* **YOUR OBJECTIVE**: Can you copy out the records from the line that contains "Sample: x=276, y=443." through the end of the records, putting "widest part" in place of "fattest part" and leaving everything else as it is?

* **RECORDS FOR PROCESSING**:
________________

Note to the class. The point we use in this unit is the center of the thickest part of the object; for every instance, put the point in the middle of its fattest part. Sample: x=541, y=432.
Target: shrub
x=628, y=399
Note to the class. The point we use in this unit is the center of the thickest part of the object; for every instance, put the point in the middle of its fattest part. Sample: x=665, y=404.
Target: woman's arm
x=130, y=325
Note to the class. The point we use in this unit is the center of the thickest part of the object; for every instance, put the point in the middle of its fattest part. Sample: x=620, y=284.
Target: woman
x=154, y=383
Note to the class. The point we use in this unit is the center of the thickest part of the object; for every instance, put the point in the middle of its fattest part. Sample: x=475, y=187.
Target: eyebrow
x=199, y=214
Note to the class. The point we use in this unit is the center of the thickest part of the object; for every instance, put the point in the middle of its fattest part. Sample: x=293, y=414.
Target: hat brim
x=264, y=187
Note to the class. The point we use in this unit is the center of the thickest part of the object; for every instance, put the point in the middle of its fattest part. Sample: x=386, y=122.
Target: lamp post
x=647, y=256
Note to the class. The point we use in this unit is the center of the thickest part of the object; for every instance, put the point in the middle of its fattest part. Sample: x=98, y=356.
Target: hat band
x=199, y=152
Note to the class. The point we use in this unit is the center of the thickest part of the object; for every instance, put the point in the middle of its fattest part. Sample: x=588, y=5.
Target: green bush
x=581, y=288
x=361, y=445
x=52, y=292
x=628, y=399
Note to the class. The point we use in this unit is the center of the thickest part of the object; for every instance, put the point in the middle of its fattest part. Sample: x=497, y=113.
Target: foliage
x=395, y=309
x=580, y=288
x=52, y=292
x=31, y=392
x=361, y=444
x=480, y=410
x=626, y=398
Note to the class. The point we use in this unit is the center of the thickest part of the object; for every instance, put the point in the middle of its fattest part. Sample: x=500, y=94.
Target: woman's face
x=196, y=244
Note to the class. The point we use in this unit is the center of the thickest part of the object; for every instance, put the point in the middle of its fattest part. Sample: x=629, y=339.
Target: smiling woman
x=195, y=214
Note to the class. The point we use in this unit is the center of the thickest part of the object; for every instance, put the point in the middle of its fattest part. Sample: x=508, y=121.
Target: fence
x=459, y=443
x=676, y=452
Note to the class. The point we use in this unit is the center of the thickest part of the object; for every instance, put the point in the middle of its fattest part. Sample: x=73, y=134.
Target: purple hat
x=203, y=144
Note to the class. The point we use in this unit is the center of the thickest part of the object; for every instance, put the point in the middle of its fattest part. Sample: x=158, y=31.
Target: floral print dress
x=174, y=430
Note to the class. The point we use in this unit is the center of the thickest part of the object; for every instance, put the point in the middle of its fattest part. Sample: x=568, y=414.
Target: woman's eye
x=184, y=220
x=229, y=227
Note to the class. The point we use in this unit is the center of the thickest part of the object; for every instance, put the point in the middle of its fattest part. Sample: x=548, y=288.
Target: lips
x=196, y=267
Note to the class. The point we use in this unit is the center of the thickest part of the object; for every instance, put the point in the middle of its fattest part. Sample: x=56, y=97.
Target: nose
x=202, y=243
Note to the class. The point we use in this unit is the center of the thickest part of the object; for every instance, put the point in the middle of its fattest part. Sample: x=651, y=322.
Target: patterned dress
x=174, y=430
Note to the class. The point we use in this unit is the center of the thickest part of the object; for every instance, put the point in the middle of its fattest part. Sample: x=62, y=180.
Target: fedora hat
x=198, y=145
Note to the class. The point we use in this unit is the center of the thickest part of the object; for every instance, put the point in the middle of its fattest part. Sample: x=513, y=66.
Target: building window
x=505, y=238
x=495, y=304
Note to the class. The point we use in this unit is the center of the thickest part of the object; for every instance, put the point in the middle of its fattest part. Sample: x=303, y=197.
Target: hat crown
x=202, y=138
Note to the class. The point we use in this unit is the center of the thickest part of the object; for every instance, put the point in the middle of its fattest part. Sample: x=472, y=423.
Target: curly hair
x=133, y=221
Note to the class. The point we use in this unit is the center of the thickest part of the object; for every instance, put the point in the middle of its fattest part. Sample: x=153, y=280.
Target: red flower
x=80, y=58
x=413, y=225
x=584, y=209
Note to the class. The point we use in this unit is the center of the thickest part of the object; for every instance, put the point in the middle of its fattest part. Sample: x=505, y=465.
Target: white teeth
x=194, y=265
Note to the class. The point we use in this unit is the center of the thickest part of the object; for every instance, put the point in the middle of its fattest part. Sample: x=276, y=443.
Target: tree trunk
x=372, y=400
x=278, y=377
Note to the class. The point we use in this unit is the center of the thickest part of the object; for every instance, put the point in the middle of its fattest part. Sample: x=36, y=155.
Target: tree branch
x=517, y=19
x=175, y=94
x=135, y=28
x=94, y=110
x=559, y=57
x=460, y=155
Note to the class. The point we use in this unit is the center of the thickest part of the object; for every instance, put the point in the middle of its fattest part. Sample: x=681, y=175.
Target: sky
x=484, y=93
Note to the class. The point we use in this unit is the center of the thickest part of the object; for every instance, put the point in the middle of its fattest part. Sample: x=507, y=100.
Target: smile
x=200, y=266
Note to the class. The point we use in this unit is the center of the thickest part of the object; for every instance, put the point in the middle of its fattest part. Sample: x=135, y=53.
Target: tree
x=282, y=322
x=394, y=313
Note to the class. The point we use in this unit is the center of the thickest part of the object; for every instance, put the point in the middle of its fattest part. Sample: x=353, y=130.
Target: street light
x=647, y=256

________________

* **ANSWER FOR THIS EXERCISE**:
Note to the class. The point we use in this unit is the center of the thickest part of the object; for every instance, put the point in the middle of its widest part. Sample: x=276, y=443.
Target: tree trunk
x=372, y=400
x=278, y=377
Note to the class. The point we use in this unit is the center of the thickest part of the object; for every instance, put the point in the middle of its widest part. Sample: x=36, y=155.
Target: tree branch
x=517, y=19
x=175, y=94
x=135, y=28
x=94, y=110
x=559, y=57
x=460, y=155
Note to the class. The point we use in this unit is the center of the thickest part of the object; for every instance, put the point in the middle of its widest part. Sample: x=681, y=175.
Target: sky
x=484, y=93
Note to the class. The point we use in this unit is the center of the thickest part of the object; for every instance, put the point in the middle of its widest part. Sample: x=507, y=100.
Target: smile
x=200, y=266
Note to the class. The point we use in this unit is the center of the thickest part of the object; for every instance, put the point in the middle of its widest part. Sample: x=135, y=53.
Target: tree
x=282, y=322
x=394, y=313
Note to the class. The point we use in this unit is the center of the thickest part of the object; for every instance, put the point in the middle of its widest part. Sample: x=353, y=130.
Target: street light
x=647, y=256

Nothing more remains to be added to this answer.